*** Opening EXERCISE DATA ***
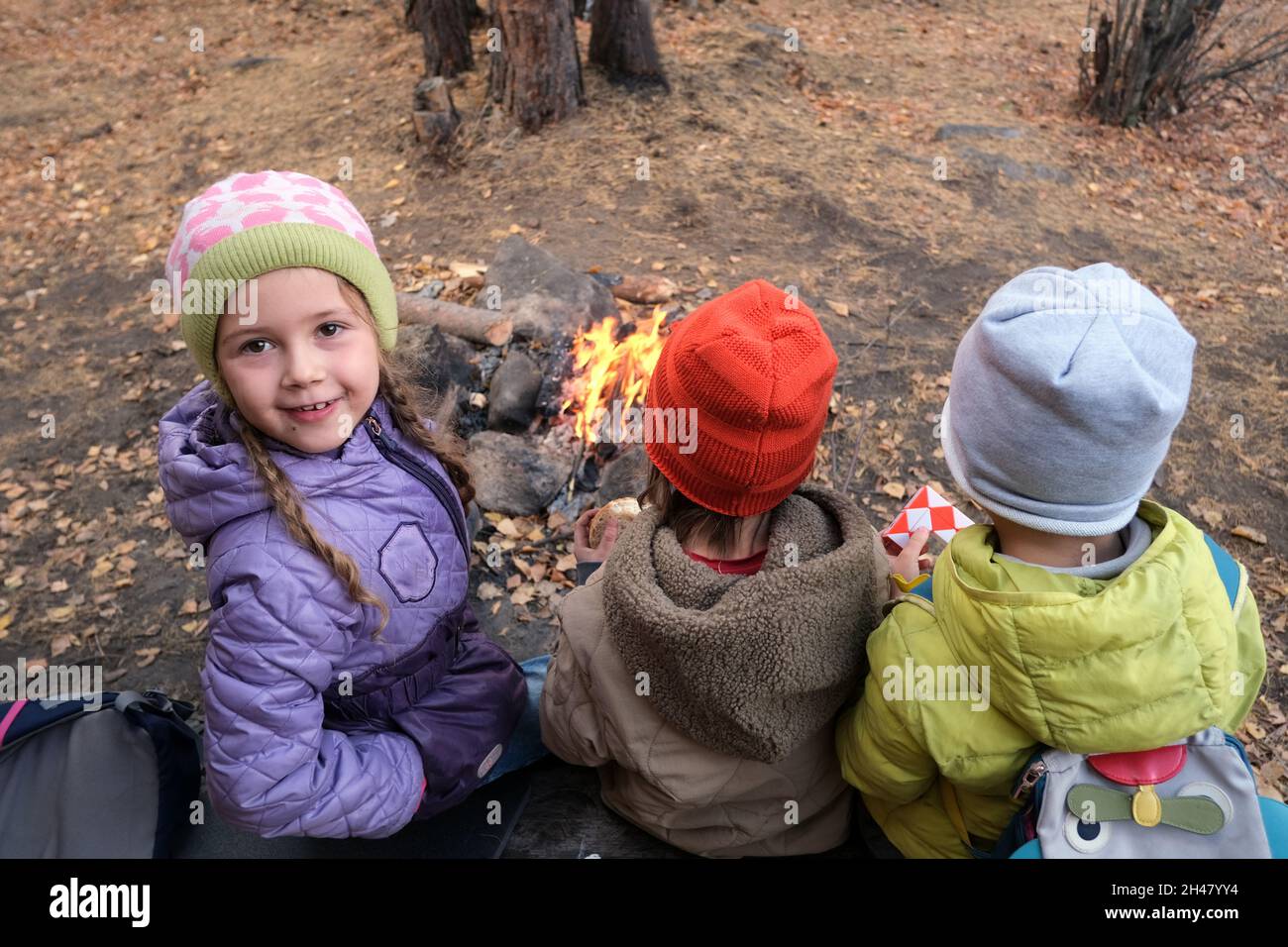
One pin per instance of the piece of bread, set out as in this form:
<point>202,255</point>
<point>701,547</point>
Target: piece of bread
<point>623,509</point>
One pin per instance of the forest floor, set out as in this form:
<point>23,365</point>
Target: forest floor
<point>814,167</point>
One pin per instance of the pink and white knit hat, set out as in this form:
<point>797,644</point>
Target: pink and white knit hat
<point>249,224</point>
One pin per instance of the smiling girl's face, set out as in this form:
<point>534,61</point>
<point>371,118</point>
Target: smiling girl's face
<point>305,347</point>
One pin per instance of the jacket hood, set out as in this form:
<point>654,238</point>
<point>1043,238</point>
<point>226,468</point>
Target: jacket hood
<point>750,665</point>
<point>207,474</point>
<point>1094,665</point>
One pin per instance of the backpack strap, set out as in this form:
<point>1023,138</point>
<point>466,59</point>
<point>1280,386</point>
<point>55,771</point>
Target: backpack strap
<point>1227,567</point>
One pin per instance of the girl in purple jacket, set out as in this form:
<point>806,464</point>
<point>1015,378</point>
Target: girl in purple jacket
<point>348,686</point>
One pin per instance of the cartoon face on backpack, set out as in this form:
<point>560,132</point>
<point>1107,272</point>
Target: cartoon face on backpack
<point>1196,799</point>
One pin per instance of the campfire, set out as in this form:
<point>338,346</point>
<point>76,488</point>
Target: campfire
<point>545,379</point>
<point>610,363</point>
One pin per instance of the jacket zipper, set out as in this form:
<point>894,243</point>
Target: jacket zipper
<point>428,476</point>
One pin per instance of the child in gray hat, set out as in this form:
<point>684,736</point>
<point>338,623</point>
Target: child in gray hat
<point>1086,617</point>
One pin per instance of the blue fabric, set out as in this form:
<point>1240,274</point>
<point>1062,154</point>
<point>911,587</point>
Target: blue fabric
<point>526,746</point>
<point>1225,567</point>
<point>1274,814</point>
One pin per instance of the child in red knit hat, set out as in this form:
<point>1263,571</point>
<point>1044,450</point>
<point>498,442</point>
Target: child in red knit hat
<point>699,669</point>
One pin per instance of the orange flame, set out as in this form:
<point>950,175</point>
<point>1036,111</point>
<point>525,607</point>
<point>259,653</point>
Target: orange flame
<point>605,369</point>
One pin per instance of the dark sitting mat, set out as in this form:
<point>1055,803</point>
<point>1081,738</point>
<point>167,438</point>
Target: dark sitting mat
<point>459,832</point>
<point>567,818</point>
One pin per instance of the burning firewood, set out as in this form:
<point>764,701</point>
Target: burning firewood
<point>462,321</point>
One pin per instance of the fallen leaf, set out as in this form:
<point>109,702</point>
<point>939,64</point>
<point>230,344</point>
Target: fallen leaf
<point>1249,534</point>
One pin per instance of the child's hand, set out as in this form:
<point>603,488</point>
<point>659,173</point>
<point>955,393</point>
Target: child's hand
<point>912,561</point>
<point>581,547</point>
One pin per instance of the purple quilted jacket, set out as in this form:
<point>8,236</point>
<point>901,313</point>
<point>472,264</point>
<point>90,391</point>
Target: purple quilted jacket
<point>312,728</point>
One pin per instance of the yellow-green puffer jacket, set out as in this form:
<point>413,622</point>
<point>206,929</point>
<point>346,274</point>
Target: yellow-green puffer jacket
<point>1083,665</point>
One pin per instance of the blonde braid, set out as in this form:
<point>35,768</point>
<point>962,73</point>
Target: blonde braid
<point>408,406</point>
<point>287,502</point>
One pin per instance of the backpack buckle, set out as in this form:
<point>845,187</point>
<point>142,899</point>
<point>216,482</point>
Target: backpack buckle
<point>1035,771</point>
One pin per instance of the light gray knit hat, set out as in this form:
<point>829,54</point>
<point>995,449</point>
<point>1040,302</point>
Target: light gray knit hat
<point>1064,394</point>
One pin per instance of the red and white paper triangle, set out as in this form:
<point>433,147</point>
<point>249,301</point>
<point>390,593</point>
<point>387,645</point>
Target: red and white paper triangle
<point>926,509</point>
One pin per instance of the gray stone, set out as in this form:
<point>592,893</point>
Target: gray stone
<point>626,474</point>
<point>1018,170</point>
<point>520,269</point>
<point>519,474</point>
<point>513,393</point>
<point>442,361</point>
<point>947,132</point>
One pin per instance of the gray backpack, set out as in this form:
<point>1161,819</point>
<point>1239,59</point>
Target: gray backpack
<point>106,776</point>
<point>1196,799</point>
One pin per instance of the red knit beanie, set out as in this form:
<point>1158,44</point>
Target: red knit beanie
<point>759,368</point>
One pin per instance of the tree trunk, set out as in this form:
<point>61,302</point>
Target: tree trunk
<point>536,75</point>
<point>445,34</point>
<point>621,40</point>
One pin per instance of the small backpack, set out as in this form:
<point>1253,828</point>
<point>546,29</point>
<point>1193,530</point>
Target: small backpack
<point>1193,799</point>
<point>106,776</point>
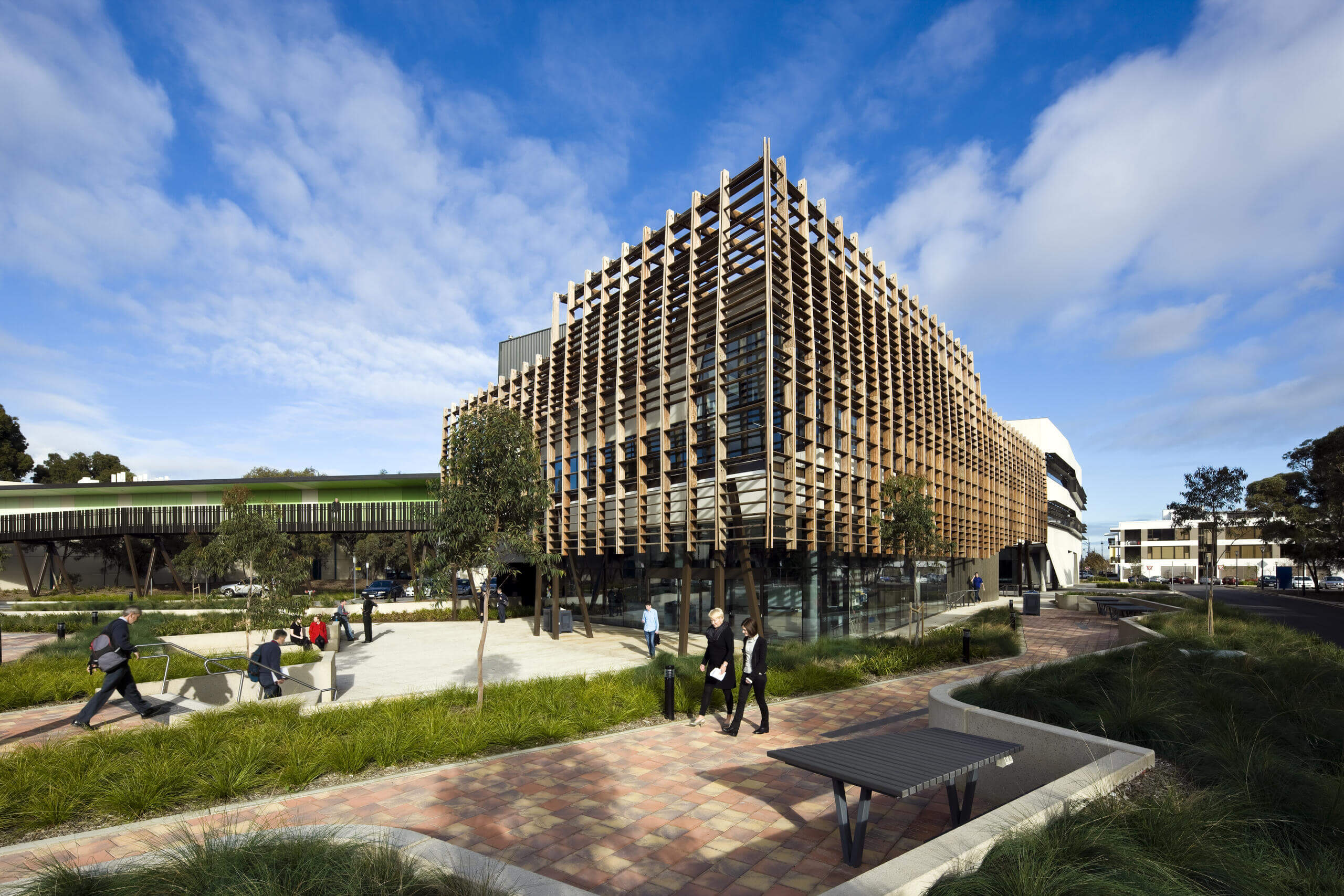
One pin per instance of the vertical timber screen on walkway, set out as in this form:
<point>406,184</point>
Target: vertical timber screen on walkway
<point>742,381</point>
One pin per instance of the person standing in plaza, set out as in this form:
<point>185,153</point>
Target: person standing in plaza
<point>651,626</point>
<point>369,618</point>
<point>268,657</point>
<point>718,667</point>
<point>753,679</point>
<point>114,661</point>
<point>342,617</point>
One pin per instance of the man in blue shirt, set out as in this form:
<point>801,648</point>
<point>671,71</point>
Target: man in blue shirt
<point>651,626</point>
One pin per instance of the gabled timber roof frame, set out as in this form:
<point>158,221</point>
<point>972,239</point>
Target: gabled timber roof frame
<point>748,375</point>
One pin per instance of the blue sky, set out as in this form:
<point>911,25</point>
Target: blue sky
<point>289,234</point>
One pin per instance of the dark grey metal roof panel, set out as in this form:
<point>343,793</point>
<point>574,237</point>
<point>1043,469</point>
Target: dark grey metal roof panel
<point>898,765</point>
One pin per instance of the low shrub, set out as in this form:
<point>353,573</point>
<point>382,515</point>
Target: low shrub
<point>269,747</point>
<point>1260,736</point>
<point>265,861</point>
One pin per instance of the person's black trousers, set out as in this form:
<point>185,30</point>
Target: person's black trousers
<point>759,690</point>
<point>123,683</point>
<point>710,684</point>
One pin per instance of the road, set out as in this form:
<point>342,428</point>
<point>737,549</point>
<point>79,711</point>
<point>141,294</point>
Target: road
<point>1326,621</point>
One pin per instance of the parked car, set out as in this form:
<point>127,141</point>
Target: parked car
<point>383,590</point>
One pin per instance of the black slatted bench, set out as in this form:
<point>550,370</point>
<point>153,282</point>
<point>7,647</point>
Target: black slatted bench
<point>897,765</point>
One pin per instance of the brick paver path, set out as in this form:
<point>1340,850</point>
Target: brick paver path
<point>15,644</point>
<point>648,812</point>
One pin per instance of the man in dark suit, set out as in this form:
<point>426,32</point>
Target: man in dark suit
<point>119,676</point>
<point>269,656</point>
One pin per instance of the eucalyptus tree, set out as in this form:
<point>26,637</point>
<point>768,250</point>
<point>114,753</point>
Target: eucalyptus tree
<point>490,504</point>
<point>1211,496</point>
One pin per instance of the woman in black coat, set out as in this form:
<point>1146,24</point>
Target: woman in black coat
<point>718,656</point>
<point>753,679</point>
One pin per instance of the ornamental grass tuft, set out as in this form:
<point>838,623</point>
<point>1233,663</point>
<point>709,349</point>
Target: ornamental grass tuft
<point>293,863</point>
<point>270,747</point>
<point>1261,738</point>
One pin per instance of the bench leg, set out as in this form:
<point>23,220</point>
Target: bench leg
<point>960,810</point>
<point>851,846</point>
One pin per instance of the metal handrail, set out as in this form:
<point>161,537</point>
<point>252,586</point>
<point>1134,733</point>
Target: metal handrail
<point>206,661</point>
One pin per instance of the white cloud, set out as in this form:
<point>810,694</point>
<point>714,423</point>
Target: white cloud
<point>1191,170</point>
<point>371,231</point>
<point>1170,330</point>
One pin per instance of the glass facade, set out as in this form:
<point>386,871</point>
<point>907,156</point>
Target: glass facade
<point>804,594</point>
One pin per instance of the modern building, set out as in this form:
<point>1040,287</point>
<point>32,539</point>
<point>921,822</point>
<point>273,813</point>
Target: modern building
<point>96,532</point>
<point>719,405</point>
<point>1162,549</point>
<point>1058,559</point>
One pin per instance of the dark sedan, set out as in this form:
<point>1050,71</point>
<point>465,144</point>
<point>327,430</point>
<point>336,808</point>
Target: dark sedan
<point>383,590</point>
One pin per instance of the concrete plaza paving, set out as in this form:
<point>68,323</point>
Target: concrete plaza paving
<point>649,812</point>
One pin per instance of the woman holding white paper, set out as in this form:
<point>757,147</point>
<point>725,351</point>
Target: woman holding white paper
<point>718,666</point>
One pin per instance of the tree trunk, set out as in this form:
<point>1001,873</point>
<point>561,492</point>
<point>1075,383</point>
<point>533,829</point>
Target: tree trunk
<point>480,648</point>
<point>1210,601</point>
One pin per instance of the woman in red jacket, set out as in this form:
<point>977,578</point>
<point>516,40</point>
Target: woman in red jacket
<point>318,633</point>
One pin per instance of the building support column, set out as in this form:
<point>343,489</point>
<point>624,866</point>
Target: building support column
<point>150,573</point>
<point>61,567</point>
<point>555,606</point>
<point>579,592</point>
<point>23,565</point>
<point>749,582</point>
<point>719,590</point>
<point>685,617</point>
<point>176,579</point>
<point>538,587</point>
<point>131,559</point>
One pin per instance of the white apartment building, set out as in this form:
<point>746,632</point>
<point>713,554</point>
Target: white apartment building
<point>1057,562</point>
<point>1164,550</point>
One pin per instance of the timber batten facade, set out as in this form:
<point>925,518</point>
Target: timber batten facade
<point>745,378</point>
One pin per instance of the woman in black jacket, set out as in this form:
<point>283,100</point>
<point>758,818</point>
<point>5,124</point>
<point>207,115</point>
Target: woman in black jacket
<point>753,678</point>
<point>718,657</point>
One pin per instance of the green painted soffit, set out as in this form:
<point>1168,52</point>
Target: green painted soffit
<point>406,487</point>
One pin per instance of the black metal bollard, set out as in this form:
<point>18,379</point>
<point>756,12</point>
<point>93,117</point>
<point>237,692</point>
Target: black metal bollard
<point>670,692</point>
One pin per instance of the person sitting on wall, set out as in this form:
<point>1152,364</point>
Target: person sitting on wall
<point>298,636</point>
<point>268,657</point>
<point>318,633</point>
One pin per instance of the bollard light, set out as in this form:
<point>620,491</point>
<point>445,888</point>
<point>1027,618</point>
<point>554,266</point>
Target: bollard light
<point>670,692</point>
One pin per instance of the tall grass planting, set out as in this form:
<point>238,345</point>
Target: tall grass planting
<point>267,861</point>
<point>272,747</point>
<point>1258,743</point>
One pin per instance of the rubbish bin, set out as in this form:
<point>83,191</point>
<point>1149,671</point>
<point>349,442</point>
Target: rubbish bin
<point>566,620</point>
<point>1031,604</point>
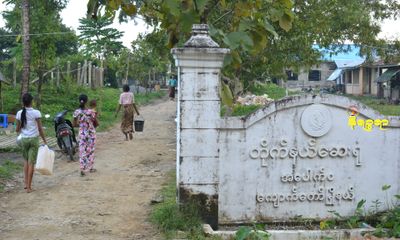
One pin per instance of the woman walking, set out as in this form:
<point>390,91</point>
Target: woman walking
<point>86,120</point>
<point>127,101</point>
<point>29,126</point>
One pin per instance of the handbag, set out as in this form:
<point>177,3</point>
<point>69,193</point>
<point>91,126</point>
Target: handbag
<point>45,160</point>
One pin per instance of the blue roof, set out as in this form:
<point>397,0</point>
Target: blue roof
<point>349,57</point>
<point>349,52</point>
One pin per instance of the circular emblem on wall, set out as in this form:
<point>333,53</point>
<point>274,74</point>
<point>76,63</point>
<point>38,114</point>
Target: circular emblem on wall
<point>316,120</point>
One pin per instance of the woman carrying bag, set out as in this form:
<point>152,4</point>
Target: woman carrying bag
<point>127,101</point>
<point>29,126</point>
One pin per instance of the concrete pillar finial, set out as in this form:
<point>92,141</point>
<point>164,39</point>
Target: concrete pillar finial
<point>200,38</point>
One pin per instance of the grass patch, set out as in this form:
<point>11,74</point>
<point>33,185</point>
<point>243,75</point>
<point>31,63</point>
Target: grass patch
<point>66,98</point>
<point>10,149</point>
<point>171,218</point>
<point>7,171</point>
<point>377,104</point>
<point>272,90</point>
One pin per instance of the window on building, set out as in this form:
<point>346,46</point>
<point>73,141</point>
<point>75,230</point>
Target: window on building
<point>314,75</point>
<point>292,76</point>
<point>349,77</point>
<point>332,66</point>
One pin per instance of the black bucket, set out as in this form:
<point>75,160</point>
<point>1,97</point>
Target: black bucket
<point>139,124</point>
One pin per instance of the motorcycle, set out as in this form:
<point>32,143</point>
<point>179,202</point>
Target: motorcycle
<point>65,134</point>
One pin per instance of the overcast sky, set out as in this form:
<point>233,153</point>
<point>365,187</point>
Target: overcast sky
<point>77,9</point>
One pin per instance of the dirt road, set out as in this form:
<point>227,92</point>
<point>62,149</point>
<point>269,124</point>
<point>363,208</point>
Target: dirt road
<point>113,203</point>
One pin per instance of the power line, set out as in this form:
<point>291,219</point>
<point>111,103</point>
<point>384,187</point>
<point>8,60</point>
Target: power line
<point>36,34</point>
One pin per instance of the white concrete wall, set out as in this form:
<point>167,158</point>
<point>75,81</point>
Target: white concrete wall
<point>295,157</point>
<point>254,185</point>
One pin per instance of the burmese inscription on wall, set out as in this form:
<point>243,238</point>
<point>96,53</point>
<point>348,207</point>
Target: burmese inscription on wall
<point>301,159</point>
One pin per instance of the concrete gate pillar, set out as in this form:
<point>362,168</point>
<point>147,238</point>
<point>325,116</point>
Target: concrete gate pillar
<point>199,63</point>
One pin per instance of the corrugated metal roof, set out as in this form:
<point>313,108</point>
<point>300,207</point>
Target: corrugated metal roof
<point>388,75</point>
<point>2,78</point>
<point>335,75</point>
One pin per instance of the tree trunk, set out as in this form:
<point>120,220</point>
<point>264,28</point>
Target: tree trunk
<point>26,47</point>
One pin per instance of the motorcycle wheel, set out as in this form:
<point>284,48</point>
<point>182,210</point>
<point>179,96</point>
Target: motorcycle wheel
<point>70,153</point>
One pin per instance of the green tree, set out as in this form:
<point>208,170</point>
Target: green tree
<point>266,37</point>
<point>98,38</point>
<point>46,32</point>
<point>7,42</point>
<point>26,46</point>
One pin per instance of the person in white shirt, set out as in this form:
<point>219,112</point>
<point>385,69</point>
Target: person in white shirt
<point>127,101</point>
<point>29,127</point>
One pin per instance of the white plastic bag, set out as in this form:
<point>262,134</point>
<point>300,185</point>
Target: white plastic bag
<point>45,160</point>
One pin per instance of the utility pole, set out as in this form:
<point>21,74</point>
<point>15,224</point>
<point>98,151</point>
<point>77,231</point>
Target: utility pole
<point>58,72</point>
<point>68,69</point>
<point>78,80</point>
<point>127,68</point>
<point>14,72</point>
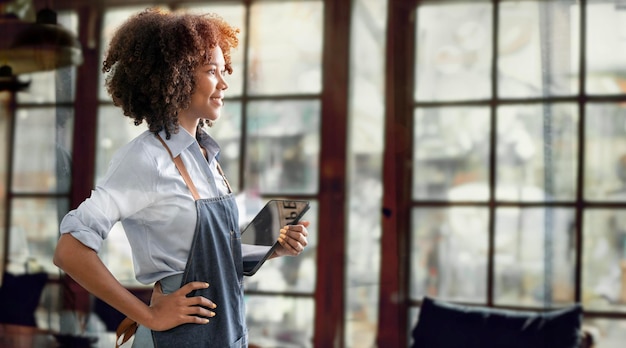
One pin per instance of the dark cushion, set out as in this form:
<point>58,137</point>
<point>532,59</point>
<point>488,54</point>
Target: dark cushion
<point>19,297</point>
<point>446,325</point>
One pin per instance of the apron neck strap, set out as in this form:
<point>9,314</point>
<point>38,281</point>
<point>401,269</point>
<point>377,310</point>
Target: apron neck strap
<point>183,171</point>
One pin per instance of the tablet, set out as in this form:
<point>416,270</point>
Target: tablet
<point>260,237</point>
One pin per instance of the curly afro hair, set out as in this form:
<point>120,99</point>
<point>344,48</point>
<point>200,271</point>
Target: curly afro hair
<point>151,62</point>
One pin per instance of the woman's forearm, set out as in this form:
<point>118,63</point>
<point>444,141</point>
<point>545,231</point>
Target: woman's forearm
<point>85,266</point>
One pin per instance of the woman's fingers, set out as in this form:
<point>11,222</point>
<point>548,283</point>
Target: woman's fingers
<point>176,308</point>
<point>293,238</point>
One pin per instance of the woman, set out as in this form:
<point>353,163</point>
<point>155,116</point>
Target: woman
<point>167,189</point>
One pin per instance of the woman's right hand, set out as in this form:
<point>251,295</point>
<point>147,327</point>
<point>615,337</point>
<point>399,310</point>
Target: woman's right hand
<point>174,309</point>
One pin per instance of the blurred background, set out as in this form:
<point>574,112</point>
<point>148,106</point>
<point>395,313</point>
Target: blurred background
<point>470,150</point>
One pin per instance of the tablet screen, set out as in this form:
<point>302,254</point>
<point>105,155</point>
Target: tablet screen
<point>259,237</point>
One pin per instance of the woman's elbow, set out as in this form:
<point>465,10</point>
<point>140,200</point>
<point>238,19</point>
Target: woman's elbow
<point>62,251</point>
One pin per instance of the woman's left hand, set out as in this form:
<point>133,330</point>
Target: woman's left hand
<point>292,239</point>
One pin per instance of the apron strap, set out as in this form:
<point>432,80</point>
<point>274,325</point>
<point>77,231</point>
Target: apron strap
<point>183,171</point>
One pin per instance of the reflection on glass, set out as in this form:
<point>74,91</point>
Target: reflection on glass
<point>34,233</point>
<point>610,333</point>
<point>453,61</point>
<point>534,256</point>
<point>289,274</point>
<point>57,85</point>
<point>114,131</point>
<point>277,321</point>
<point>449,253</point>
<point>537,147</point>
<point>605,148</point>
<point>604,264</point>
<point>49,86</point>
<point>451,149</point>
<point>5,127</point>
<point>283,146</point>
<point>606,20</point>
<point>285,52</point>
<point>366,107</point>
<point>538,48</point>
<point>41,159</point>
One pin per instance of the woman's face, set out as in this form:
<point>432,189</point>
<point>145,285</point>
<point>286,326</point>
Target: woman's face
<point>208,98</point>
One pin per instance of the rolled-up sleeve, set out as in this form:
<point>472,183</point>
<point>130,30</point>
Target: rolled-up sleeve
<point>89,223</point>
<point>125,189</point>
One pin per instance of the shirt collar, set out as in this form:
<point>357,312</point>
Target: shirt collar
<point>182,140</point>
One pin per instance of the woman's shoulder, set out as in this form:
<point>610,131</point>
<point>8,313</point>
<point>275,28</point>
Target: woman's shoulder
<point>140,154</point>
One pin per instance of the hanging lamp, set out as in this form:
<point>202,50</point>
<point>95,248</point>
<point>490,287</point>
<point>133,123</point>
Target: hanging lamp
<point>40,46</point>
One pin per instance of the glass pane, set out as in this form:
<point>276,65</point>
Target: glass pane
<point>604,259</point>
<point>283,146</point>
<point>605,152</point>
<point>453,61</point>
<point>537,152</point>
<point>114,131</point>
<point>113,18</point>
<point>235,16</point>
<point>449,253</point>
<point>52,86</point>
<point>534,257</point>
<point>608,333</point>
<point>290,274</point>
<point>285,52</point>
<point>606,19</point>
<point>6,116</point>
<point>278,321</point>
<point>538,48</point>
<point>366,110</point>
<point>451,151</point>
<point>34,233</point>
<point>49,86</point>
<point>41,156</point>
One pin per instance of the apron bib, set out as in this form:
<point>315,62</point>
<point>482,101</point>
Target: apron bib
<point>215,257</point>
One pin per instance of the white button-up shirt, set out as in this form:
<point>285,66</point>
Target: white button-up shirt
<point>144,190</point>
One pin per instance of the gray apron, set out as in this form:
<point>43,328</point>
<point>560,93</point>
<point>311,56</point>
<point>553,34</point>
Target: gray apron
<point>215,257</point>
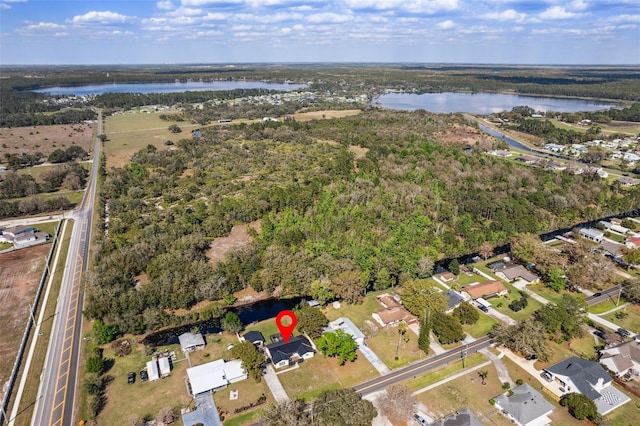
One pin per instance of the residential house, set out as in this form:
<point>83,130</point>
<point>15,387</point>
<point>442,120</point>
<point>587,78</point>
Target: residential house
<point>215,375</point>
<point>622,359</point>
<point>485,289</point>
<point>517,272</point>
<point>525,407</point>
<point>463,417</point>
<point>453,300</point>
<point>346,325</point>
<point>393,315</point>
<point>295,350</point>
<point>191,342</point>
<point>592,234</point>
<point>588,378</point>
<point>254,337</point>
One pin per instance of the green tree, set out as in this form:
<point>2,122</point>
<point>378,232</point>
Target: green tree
*** Closing EXERCISE DATA ***
**EXERCISE AIM:** Go through the listing above and write out exactly the lines starting with the one holding "Target: concrete plaza paving" and running through the one holding "<point>713,554</point>", ends included, and no others.

**PROBLEM SOLUTION:**
Target: concrete plaza paving
<point>649,812</point>
One pin per instance of the woman holding white paper, set out as in this form:
<point>757,147</point>
<point>725,351</point>
Target: woman holding white paper
<point>718,666</point>
One pin per instance of the tree trunk, set out as in this form:
<point>1001,873</point>
<point>561,492</point>
<point>1075,383</point>
<point>533,829</point>
Target: tree trunk
<point>480,648</point>
<point>1210,601</point>
One pin per instance of the woman in red jacket, set out as in this form:
<point>977,578</point>
<point>516,40</point>
Target: woman in red jacket
<point>318,633</point>
One pin per instance of the building support column, set out as in this form:
<point>343,489</point>
<point>624,866</point>
Target: building support column
<point>150,573</point>
<point>61,567</point>
<point>555,606</point>
<point>579,592</point>
<point>23,565</point>
<point>749,582</point>
<point>719,590</point>
<point>685,617</point>
<point>176,579</point>
<point>538,587</point>
<point>131,559</point>
One pin per instance of the white apartment building, set out as in this form:
<point>746,632</point>
<point>713,554</point>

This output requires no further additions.